Written problem - Update the records below by replacing every occurrence of "put a dot on each instance" with "mark each instance with a point", leaving all other text unchanged.

Pointing dataset records:
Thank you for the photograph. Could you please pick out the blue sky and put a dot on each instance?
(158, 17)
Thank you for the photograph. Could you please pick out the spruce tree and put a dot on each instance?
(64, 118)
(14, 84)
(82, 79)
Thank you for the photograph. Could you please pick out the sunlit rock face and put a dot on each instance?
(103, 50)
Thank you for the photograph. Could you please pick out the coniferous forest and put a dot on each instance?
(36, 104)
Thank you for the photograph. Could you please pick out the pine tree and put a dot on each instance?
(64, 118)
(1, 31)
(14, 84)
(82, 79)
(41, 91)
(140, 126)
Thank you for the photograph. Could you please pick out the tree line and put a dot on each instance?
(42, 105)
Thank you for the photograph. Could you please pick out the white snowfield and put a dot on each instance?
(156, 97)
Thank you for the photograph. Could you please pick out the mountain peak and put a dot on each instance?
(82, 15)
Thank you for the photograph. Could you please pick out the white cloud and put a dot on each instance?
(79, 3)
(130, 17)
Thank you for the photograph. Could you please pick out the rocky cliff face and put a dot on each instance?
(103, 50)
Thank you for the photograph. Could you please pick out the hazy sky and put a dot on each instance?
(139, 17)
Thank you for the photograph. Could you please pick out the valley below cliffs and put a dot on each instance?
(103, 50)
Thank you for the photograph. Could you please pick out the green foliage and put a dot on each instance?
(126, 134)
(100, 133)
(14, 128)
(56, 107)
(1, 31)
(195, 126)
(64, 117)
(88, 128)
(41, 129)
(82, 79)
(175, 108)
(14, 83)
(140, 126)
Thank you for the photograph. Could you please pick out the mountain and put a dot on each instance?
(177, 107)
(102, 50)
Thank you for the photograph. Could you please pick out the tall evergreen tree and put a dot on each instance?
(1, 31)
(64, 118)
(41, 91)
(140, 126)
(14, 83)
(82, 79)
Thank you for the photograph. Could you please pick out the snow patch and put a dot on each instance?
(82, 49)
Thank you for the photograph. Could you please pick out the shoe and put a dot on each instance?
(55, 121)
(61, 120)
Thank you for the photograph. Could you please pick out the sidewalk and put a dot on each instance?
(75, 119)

Finished answer -
Thank you for the photograph. Could you please pick out the blue sky and mark each instance with a point?
(158, 17)
Thank you for the photograph. Could you please pick out the spruce tree and mark each instance with a point?
(64, 118)
(14, 84)
(82, 79)
Thank you for the photograph. Could you please pick out the sunlit rock face and mark each instance with a point?
(103, 50)
Thank you for the photograph. Could you please pick out the coniferous forest and mark each instance with a point?
(36, 104)
Thank you for the photograph. Could you please pick out the pine tree and mark each instance with a point?
(64, 118)
(1, 31)
(14, 84)
(82, 79)
(41, 91)
(140, 126)
Thank you for the photograph. Could you please pick out the tree line and mark each instance with a point?
(42, 105)
Thank you for the photograph. Could you please pick out the white snowfield and mark each instance with a point?
(156, 97)
Thank you for the photograph. Could you please pick out the mountain peak and mark each instance with a point?
(82, 15)
Thank you for the photograph. Could you please pick out the white cloud and mark each instance with a point?
(79, 3)
(130, 17)
Thank you for the photograph. Could you please pick out the rocky cliff face and mark each instance with a point?
(103, 50)
Thank you for the photograph. Could you please pick out the hazy sky and mark each instance with a point?
(139, 17)
Thank you for the photograph. Could you please pick out the valley below cliffs and mark each instance with a point?
(103, 50)
Thank you for the photograph. Could you please pick out the green foliage and mark each instance with a point?
(126, 134)
(100, 133)
(14, 128)
(56, 107)
(1, 31)
(195, 126)
(64, 117)
(88, 128)
(41, 129)
(82, 79)
(175, 108)
(14, 83)
(140, 126)
Thank you for the photograph. Could you please pick out the mountain and mark each instance with a point?
(177, 107)
(102, 50)
Thank you for the photograph. Could you please pick out the tall evergreen tree and mark each instance with a point?
(1, 31)
(64, 118)
(41, 91)
(140, 126)
(14, 83)
(82, 79)
Thank you for the photograph. Could you please pick out the snow patch and mark each instance with a point?
(82, 49)
Thank you for the photograph. Could you please pick out the shoe and mark each instance with a point?
(55, 121)
(61, 120)
Thank you for the photograph. Could you please pick out the sidewalk and mark each instance with a point?
(75, 119)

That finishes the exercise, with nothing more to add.